_STUDY TEXT_
####
I know our relationship had been turmoil on/off but I never got a total disconnect from her until she left. Well, earlier today she basically started the divorce process and I will be served soon. I don't want a divorce, don't believe we should get a divorce. I know anyone can't get a divorce and I can't make her stay. It's just hurtful because she keeps trying to tell me she was involved in domestic violence with me, I am a manipulative, I am angry all the time, etc. She claims I am always yelling, breaking things, throwing things, etc. This is not completely true. I have lost my temper over hurtful things but never abuse. She had a traumatic childhood as a girl (dad chased her mom with a baseball bat).

I recently found some diaries of hers saying how much of a blessing I was to her, our son, we both want children etc. She talks about feeling bad for correcting me in front of our son when we were trying to discipline him. She also mentions saying evil things to me she wouldn't say to her worst enemy. I went through her old phone and found a 3 year old text message with her arguing with her parents about stop trying to convince her she is abused by me, stay out of our marriage and stop interrogating our son about therapy.
####
_AVAILABLE DATA_
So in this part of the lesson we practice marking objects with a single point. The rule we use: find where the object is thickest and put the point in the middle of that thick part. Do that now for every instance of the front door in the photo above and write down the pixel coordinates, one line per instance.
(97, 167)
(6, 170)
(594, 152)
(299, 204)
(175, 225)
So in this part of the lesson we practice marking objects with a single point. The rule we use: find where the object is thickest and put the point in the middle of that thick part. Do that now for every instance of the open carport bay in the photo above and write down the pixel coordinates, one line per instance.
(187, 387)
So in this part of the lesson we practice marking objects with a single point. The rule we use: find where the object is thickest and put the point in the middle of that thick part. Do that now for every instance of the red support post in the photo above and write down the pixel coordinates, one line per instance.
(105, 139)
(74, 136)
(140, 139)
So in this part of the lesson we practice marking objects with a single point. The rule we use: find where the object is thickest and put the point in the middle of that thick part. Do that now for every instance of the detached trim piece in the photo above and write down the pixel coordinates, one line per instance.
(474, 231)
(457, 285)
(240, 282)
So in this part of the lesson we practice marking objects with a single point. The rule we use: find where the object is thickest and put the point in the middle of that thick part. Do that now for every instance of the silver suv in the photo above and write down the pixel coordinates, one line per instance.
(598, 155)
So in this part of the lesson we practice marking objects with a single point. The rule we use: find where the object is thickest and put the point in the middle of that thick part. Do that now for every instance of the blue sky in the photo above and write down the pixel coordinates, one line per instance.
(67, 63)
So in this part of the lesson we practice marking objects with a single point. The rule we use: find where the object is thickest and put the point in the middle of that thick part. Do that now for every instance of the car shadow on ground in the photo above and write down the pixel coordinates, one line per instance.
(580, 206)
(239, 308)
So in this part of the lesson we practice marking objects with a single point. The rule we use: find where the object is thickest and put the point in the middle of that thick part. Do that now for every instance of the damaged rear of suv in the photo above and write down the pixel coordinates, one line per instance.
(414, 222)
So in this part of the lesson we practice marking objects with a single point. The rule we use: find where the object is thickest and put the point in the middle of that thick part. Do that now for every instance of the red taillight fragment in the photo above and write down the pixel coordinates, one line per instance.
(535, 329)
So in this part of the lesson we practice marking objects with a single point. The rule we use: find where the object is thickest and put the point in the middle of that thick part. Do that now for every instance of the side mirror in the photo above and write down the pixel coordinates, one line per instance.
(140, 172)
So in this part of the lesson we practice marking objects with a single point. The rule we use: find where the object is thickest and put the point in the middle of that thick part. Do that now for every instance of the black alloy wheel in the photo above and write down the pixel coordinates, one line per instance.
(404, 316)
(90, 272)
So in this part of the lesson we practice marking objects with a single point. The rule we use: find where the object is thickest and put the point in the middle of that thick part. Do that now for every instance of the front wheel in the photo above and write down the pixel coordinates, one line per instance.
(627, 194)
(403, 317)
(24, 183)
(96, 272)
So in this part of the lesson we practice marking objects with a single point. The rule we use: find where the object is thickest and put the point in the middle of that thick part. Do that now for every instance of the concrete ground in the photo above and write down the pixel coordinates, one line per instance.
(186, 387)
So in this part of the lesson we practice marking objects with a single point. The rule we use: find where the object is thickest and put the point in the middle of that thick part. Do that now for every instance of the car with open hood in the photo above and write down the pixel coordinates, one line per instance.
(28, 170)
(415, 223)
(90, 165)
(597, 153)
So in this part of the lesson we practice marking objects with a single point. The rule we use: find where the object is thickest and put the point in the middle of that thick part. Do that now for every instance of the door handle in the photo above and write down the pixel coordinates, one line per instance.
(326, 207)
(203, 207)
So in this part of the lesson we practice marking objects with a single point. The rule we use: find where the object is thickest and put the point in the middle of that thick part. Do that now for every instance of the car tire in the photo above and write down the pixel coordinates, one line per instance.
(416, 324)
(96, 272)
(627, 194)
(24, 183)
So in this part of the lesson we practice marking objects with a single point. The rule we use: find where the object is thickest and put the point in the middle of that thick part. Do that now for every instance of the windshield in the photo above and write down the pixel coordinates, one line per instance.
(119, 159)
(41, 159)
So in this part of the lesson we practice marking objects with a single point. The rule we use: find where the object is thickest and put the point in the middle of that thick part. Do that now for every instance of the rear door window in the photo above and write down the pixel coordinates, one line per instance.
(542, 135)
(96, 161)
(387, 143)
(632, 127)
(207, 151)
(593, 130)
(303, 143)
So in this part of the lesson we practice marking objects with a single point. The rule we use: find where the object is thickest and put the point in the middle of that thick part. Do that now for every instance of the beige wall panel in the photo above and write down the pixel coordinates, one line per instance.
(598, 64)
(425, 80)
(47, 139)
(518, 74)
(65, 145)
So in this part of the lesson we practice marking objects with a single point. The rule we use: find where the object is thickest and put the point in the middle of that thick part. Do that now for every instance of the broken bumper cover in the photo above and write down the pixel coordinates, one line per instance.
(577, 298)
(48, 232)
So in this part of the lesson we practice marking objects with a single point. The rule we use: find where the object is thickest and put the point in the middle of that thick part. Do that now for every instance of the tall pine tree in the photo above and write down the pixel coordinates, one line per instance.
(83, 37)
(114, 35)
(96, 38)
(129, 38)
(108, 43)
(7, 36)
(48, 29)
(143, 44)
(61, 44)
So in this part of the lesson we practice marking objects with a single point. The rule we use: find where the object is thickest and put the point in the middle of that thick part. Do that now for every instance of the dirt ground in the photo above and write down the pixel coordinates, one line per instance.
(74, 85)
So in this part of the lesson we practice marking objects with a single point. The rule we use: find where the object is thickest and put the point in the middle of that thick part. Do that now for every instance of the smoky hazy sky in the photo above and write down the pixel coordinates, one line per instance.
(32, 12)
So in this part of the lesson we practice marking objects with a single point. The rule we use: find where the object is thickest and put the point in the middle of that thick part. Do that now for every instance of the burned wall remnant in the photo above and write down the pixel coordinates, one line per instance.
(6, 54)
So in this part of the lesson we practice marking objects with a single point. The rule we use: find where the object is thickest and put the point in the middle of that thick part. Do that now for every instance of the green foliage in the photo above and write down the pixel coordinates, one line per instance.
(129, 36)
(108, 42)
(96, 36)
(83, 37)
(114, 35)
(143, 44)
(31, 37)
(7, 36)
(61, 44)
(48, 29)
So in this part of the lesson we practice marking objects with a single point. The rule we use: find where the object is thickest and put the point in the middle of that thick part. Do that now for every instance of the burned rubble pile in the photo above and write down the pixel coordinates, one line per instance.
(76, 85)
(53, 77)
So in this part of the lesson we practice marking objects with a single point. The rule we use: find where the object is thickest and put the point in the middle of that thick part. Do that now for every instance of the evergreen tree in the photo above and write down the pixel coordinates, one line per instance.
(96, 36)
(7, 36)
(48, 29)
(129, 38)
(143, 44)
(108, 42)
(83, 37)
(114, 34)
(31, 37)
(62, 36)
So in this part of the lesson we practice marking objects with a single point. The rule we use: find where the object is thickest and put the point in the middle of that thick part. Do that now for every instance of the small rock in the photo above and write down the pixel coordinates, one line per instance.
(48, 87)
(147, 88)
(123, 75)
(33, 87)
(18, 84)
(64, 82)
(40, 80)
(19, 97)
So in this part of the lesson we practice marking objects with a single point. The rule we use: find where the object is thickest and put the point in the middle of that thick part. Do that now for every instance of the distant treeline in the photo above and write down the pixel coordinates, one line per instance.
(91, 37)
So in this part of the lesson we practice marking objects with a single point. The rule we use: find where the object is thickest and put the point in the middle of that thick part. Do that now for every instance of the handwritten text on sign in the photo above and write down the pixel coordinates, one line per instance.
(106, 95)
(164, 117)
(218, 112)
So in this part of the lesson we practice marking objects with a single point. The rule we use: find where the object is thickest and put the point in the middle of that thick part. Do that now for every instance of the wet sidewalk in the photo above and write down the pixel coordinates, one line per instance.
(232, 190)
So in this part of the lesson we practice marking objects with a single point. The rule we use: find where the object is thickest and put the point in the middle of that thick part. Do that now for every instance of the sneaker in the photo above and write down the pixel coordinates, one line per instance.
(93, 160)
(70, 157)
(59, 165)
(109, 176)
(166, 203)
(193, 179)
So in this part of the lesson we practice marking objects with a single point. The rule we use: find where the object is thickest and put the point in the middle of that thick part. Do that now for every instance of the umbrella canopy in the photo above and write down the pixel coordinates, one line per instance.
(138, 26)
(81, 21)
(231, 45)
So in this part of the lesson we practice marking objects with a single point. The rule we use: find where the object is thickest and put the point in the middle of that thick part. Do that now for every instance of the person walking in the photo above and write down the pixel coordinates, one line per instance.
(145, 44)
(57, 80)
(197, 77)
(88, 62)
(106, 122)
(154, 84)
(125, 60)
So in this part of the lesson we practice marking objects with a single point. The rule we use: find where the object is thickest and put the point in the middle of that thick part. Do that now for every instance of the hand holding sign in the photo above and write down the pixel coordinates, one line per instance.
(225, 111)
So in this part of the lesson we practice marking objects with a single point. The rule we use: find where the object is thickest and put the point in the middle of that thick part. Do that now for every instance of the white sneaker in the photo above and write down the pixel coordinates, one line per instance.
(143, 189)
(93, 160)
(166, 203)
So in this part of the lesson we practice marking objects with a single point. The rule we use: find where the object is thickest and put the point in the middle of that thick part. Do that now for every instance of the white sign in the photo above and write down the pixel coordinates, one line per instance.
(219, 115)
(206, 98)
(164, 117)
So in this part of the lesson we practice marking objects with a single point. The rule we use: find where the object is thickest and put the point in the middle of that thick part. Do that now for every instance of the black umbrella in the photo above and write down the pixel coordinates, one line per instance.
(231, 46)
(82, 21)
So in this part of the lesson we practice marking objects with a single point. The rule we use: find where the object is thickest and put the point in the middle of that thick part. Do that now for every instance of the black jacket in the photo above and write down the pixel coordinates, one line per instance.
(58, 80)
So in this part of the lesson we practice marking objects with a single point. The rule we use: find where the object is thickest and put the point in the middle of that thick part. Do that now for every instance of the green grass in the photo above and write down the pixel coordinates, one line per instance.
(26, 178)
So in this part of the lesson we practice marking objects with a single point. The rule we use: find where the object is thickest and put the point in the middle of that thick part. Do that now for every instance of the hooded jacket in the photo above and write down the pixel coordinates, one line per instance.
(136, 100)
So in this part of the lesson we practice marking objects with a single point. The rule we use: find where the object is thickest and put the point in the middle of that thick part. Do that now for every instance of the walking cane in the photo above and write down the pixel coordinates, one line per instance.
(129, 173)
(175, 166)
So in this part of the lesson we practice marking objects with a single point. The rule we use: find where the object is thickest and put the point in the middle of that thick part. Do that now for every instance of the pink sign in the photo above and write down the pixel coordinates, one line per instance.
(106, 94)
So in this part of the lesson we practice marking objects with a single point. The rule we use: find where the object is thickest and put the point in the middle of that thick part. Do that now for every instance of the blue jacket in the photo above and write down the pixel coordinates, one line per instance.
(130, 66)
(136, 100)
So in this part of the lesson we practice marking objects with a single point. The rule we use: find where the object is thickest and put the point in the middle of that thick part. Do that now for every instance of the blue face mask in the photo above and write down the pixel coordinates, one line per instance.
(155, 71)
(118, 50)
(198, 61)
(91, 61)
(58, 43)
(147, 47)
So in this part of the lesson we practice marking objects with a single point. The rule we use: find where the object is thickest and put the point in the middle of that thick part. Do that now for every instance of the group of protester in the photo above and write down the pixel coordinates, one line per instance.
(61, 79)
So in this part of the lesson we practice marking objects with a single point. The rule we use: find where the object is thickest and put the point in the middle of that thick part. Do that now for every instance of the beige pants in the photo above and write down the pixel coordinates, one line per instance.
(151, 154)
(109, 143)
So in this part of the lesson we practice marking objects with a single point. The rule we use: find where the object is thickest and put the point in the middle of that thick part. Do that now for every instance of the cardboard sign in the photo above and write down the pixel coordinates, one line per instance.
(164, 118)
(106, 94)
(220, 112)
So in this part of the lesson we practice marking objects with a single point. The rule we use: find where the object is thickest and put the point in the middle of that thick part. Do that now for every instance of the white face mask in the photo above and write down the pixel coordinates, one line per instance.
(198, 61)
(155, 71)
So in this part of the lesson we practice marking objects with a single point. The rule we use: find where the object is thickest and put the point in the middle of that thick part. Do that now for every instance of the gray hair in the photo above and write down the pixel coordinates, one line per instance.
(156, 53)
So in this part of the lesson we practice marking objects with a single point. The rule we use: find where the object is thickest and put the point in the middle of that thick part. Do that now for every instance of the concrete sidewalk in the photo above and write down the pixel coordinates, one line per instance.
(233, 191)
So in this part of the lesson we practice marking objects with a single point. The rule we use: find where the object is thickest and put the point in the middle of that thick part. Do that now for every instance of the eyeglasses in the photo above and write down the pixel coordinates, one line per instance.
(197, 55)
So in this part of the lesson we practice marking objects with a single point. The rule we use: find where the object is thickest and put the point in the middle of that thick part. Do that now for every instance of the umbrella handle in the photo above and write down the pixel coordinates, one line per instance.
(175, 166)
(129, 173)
####
_WHAT IS EXPECTED_
In the forum post, how old was the text message found on the old phone?

_THE ANSWER_
Three years old.